== WORK ITEM ==
Render the listing from its first line through the line containing "positive clicks: (141, 231) (270, 312)", inclusive, as a Markdown table with the columns Row and Listing line, leaving out blank lines. Include only those lines.

DATA FOR PROCESSING below:

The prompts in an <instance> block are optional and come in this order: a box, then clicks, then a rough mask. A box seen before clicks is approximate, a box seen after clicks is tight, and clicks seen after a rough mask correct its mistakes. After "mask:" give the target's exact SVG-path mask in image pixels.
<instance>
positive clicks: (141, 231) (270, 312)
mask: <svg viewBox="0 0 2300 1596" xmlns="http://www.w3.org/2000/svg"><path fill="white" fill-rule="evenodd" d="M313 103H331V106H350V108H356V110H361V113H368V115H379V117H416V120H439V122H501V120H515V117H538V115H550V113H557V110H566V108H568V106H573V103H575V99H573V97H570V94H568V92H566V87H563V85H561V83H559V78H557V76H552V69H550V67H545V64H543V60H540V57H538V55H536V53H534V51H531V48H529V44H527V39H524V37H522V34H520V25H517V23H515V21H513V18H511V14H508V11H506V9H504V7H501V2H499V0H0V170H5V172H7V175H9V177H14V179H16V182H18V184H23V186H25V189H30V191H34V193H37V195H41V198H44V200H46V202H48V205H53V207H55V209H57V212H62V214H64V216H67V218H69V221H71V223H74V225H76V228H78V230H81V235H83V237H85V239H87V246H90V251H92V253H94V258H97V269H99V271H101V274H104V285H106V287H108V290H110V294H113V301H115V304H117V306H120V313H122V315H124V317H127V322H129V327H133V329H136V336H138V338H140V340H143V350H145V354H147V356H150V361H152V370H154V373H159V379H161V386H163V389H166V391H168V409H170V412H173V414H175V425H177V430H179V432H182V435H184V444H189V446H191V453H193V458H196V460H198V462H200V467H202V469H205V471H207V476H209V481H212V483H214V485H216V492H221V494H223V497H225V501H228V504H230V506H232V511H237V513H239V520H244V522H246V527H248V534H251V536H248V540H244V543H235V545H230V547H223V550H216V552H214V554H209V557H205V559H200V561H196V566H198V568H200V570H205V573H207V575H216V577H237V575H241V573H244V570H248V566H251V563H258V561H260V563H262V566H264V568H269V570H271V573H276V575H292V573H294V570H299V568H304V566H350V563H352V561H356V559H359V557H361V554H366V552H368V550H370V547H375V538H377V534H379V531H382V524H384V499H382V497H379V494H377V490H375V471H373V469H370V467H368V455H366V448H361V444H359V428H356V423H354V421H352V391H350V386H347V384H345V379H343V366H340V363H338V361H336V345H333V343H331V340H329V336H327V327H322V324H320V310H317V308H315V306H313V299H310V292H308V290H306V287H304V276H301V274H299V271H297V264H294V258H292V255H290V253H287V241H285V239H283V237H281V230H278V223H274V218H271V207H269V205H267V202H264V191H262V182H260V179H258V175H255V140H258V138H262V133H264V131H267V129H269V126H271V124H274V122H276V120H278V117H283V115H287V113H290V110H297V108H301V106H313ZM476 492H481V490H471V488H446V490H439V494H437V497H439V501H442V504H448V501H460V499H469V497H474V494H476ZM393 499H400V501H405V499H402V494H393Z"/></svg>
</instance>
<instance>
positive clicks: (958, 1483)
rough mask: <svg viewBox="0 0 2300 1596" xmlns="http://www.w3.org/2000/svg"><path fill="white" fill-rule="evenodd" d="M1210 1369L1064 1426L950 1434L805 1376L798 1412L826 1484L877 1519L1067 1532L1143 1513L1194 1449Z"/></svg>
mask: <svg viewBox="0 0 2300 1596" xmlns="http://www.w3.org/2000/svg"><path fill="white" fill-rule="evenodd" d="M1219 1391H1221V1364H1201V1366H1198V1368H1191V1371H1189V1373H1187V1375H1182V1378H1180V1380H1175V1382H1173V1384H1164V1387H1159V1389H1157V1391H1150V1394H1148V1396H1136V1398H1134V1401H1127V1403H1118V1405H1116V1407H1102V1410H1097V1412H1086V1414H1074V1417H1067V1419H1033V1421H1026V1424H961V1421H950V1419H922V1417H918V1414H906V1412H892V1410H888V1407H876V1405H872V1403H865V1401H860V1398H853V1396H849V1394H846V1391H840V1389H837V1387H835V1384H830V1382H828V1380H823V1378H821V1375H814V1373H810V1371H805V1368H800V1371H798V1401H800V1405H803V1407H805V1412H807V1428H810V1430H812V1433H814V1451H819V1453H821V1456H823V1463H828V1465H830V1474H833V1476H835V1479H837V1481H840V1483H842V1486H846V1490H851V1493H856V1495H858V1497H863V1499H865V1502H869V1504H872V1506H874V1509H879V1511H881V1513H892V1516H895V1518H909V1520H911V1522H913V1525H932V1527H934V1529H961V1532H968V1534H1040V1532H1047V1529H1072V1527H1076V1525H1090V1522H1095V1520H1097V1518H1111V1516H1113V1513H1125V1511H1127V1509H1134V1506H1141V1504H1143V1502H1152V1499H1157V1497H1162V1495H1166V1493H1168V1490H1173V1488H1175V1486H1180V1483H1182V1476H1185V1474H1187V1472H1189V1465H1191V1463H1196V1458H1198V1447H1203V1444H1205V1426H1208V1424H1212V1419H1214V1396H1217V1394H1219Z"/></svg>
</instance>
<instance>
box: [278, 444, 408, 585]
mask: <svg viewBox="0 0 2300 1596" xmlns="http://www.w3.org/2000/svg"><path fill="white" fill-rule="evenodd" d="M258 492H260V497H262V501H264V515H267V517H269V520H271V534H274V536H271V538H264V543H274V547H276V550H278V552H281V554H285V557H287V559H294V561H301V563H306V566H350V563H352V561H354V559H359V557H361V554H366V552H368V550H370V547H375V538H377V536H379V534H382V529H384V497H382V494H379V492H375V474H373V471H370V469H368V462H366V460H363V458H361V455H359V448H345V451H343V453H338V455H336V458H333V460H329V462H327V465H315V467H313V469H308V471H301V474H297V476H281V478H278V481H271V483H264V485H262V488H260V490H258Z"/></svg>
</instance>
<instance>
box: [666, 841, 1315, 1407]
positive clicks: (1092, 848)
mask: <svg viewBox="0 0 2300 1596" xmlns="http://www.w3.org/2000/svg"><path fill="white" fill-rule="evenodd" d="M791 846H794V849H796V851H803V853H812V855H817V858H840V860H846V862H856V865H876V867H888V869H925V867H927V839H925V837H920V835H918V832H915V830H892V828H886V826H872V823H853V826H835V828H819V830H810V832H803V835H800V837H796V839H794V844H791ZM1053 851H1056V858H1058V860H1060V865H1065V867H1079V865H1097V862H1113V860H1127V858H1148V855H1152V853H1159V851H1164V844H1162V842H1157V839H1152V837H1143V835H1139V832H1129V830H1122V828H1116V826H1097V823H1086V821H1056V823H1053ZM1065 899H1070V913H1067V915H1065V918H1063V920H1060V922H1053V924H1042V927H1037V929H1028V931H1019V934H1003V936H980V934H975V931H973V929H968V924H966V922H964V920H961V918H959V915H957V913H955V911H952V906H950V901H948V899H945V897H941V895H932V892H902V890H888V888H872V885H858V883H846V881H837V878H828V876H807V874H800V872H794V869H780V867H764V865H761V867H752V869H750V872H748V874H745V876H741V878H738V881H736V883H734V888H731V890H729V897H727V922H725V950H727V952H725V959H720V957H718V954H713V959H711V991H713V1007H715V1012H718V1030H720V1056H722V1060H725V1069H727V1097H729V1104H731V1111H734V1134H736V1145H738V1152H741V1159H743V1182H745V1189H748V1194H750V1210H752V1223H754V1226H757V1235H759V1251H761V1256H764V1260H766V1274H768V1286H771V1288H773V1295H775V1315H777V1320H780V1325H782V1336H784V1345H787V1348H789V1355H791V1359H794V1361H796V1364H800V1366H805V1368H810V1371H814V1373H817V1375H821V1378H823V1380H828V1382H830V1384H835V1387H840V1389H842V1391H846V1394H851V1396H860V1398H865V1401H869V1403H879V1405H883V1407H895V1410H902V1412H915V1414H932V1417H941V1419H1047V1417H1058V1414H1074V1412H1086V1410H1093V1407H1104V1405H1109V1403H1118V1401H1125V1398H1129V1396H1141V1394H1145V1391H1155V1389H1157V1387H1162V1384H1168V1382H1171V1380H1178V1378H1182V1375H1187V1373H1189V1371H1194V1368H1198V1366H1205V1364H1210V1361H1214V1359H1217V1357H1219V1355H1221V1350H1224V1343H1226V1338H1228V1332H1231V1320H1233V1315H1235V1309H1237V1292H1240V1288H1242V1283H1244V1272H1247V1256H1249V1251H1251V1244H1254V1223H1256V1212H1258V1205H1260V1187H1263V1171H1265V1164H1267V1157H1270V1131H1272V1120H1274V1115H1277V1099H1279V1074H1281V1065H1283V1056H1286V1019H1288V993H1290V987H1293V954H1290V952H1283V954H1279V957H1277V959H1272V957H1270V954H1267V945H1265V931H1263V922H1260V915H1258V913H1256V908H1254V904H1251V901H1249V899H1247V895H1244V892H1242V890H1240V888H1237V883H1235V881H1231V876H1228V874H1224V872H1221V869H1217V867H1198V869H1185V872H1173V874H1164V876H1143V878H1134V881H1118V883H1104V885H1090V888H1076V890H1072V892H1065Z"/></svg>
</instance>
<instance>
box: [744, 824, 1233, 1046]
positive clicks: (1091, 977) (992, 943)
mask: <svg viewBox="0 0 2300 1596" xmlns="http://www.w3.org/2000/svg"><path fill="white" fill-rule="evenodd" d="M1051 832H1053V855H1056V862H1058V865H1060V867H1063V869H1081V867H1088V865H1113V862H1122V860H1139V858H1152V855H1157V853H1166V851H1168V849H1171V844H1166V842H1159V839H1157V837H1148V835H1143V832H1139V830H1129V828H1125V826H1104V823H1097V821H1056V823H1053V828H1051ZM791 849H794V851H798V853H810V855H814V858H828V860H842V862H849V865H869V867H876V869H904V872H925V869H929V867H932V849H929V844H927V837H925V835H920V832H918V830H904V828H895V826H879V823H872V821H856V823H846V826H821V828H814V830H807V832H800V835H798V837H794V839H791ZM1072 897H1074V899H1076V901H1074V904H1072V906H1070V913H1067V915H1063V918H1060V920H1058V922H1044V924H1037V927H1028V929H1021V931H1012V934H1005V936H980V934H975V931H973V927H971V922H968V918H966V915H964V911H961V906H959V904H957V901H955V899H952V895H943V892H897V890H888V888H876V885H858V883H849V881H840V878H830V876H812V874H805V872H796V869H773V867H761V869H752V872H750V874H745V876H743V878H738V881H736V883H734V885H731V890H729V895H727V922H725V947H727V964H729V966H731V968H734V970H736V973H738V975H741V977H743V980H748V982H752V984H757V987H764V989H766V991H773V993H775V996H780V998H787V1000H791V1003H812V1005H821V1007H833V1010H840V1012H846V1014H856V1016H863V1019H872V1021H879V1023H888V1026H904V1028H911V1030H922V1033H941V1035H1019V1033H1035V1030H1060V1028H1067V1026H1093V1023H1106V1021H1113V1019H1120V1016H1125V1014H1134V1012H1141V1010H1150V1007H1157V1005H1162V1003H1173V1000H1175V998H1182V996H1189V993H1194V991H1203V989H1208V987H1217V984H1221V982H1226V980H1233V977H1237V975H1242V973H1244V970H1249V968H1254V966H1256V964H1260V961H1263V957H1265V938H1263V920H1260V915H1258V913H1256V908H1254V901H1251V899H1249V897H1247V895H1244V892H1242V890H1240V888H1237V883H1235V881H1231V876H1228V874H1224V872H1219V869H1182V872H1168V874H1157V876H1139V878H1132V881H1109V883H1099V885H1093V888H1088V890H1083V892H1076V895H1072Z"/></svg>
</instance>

End of DATA FOR PROCESSING.

== SOLUTION TO THE EXERCISE ==
| Row | Listing line |
|---|---|
| 1 | The prompts in an <instance> block are optional and come in this order: a box, then clicks, then a rough mask. A box seen before clicks is approximate, a box seen after clicks is tight, and clicks seen after a rough mask correct its mistakes. After "mask:" give the target's exact SVG-path mask in image pixels. |
| 2 | <instance> |
| 3 | positive clicks: (141, 231) (270, 312) |